WRITTEN TASK
Return the lines below verbatim, starting with the first and ending after the line that contains "97 125 104 135".
● ● ● ● ●
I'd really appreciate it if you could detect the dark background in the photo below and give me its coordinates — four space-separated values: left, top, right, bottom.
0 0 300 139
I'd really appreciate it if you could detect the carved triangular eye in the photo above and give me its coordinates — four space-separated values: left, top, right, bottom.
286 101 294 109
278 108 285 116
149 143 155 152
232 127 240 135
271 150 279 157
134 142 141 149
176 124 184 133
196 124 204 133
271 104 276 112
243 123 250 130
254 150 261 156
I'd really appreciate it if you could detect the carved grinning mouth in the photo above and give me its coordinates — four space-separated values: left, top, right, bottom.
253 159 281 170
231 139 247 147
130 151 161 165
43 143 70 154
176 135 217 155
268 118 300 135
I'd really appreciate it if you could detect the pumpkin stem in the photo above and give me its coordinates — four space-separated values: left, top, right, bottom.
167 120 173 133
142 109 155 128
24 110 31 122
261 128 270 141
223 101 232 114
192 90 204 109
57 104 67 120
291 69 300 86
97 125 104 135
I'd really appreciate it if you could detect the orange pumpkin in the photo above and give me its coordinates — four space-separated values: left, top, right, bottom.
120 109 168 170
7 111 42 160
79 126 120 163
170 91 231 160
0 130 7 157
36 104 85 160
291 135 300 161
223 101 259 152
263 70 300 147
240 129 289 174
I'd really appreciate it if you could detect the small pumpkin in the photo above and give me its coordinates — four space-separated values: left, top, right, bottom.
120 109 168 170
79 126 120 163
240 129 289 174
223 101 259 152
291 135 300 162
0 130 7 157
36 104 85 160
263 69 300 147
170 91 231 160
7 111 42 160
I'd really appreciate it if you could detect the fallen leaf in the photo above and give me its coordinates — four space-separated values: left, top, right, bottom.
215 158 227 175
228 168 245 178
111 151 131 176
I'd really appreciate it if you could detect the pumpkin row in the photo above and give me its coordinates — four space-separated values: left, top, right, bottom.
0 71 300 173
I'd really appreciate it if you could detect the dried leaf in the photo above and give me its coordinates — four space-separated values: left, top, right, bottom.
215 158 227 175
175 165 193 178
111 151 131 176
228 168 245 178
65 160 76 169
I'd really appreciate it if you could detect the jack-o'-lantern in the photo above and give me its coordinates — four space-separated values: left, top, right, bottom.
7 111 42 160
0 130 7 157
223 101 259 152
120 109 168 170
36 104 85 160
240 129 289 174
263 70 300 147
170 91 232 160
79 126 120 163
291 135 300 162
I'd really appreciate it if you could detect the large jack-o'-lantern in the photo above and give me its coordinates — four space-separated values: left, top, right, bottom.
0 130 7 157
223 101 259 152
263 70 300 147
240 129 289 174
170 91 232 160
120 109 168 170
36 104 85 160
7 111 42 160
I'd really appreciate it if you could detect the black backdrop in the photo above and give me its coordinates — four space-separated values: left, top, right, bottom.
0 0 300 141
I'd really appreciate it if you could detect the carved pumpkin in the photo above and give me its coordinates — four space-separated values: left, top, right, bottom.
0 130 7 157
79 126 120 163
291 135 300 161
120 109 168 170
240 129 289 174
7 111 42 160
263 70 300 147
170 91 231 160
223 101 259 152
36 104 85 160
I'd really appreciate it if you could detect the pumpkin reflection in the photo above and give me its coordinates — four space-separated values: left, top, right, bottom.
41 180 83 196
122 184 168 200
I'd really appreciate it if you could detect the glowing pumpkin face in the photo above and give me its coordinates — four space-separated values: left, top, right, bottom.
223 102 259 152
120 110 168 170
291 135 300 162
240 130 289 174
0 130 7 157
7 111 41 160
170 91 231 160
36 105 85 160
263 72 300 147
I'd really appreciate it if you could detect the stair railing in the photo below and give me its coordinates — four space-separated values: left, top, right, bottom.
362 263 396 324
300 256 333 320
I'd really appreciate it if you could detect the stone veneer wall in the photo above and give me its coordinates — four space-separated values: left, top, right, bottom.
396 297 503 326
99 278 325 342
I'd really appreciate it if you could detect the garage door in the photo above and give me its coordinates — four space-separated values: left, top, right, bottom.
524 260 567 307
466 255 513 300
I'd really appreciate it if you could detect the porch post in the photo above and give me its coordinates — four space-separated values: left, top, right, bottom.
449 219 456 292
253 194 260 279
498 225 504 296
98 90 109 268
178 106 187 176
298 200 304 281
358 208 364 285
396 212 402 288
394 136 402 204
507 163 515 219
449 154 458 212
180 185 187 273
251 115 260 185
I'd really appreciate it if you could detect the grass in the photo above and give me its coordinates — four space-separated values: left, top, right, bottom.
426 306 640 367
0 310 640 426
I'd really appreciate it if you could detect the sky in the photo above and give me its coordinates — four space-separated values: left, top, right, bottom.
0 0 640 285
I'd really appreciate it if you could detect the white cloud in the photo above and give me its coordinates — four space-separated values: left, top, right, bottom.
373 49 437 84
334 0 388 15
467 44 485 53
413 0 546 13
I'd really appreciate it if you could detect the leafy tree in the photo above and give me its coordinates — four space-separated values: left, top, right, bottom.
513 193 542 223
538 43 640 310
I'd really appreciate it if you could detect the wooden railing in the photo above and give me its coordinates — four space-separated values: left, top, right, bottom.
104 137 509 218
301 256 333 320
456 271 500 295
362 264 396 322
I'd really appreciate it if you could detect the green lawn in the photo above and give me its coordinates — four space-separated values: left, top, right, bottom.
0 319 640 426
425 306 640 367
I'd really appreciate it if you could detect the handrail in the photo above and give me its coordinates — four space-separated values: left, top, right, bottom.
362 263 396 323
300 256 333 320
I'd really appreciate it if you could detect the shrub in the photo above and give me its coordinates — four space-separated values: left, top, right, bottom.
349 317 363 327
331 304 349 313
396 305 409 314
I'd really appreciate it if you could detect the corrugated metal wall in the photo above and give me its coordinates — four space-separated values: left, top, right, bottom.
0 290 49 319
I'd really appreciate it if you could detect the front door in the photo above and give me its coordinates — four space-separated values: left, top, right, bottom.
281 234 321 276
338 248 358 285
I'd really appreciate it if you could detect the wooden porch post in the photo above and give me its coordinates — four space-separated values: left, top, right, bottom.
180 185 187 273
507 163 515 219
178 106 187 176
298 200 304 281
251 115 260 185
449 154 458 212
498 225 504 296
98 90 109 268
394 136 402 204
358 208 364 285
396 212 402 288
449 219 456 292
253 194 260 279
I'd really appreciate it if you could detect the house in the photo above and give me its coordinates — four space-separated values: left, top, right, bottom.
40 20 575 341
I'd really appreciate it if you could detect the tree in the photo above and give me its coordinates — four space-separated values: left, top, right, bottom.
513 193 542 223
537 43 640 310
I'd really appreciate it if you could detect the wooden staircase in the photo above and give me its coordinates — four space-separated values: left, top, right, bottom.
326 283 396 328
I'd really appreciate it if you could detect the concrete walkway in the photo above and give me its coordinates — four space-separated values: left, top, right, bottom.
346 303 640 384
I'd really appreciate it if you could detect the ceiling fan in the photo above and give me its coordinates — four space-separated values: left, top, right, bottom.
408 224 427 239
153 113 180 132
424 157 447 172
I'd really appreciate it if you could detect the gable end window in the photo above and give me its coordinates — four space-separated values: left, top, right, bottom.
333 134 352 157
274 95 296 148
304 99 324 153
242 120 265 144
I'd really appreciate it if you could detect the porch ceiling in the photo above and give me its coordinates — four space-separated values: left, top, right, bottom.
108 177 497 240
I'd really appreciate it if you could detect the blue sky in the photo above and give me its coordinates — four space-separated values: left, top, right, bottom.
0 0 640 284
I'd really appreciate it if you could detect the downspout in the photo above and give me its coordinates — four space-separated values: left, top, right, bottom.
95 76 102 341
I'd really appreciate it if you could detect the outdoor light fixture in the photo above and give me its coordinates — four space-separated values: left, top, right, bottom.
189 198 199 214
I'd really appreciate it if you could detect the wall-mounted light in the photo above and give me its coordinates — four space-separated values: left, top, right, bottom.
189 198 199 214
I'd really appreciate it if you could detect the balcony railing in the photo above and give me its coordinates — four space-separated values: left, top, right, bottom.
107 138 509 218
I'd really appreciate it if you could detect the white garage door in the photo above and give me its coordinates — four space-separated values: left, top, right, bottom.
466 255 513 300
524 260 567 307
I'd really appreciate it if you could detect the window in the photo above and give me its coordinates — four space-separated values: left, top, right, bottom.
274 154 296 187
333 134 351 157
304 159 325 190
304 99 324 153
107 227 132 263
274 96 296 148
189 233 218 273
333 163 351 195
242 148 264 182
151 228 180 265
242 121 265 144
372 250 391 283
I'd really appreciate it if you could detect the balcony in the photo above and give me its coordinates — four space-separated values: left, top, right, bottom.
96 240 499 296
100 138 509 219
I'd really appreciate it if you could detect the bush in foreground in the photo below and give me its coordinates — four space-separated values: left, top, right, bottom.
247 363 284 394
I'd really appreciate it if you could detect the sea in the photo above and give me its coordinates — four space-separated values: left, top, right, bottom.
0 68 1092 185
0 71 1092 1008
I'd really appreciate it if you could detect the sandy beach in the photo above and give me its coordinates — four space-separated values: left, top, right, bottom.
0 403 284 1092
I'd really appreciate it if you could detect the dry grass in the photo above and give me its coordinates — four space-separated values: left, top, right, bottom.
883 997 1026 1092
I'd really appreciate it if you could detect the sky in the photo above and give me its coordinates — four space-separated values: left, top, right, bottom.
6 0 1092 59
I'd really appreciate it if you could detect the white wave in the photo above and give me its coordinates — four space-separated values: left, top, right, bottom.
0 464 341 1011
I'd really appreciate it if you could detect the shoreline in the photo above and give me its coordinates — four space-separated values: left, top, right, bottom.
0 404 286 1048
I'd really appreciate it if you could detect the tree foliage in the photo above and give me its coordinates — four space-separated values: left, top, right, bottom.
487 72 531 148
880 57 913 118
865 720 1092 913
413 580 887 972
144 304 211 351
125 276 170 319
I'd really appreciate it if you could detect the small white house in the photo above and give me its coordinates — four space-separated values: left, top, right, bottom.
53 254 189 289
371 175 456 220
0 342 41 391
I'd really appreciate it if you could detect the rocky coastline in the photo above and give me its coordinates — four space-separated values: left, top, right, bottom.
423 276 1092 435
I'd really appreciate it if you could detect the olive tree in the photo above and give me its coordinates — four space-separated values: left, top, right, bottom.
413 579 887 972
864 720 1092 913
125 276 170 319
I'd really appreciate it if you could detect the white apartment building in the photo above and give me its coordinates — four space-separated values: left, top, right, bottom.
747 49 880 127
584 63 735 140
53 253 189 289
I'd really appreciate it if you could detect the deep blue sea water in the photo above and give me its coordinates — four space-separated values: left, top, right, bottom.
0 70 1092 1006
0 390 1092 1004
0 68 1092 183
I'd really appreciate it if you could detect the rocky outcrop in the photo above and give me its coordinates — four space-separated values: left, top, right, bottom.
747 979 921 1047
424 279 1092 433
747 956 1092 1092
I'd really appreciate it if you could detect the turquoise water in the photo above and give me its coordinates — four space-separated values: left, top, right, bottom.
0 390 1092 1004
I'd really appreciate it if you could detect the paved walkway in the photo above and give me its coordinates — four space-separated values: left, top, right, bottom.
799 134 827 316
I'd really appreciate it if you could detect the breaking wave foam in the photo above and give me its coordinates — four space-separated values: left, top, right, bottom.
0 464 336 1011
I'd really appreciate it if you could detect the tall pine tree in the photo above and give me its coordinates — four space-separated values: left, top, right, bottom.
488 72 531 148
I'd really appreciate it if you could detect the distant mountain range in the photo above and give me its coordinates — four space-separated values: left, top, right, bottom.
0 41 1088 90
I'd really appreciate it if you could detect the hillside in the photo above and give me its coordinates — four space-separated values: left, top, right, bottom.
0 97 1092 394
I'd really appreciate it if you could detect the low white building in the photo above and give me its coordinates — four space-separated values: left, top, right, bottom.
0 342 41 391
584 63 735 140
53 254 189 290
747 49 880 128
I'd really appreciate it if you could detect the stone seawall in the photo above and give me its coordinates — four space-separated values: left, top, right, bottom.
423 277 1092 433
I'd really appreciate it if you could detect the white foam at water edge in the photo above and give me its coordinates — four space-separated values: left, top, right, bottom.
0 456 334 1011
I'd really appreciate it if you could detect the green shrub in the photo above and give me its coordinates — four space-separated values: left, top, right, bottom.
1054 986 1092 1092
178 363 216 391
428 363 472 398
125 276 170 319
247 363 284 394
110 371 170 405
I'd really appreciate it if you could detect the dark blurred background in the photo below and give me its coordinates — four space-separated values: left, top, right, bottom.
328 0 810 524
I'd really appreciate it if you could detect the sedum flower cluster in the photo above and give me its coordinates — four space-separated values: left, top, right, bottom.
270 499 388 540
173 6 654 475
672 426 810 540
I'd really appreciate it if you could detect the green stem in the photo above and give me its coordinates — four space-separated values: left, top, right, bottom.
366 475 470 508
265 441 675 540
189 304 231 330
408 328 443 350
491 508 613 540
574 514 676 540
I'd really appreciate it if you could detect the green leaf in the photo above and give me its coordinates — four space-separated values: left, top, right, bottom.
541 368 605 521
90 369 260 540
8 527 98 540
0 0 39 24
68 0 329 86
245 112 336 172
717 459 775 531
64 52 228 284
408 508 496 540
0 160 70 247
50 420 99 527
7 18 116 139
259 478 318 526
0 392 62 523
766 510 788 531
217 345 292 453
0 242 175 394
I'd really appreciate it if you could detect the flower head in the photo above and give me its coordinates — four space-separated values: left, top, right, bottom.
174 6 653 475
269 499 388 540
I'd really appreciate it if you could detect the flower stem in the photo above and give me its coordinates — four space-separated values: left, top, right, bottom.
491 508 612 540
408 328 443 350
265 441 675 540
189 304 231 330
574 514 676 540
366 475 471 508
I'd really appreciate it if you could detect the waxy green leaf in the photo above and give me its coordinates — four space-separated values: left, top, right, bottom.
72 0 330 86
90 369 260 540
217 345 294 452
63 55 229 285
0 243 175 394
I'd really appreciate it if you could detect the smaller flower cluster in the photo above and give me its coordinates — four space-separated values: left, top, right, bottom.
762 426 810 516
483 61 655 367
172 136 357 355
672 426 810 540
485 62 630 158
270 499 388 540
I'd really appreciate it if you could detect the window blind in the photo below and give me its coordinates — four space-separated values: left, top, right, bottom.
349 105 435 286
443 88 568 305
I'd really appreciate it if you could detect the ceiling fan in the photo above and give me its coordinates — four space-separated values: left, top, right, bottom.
● ● ● ● ●
RESULT OF THE EXERCISE
I'd really appreciate it if you could detect the dark background in the photo below and give me its coordinates — four space-separated values: left, top, right, bottom.
0 0 300 139
I'd really appreciate it if you could detect the carved triangular eye in the photo above and give me its coordinates — four space-separated values: left, top, right, bottom.
286 101 294 109
278 108 285 116
149 143 155 152
232 127 240 135
271 150 279 157
134 142 141 149
176 124 184 133
196 124 204 133
271 104 276 112
243 123 250 130
254 150 261 156
I'd really appreciate it if you could detect the carved grinning mouth in the photo above and give me its coordinates — four space-separated values: left, top, right, bottom.
253 159 281 170
231 139 247 147
130 151 161 165
43 143 70 154
176 135 217 155
268 118 300 135
I'd really appreciate it if you could detect the pumpkin stem in the photo above and give me its coordinates — four space-separated values: left, top, right, bottom.
167 120 173 133
142 109 155 128
24 110 31 122
261 128 270 141
223 101 232 114
192 90 204 109
57 104 67 120
291 69 300 86
97 125 104 135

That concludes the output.